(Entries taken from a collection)
______

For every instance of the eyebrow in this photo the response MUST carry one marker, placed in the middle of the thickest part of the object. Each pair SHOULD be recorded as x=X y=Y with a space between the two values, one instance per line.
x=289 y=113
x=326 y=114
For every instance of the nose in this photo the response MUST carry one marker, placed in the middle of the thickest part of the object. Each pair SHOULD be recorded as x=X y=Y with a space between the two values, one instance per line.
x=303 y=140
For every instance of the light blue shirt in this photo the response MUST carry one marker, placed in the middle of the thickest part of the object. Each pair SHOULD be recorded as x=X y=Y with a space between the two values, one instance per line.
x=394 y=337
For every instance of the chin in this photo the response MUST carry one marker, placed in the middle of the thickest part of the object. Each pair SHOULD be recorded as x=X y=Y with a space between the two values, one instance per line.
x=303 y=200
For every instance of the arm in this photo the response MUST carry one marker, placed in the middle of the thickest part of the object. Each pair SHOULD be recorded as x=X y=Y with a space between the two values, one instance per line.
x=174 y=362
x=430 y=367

______

> _Your task_: Copy out all of the records, keeping every line identical.

> _Solution to this problem_:
For every instance of the eyebrow in this photo the response MUST carry one marker, placed in the middle of the thickest part of the object. Each pair SHOULD be recorded as x=X y=Y with a space between the two values, one instance per line.
x=289 y=113
x=326 y=114
For every instance of the nose in this photo the response MUST carry one marker, placed in the middle of the thickest part of the object. Each pair SHOULD be recorded as x=X y=Y with a space between the two values, one instance per line.
x=303 y=140
For every instance of the light blue shirt in this photo the response MUST carry one marker, placed in the middle of the thickest part of the object. Each pair SHOULD be recorded as x=X y=Y with a space between the two values, one instance per line.
x=394 y=337
For every instance of the chin in this photo the response MUST carry one marker, placed in the middle of the thickest part of the object. Each pair SHOULD be recorded as x=X y=Y with a space between the two values, one instance per line.
x=303 y=200
For every instance of the arm in this photo the response MUST carry one marker, placed in the middle of the thickest part of the object. Each pair SHOULD be recorded as x=X y=Y with a space between the two values, one instance per line.
x=174 y=362
x=430 y=367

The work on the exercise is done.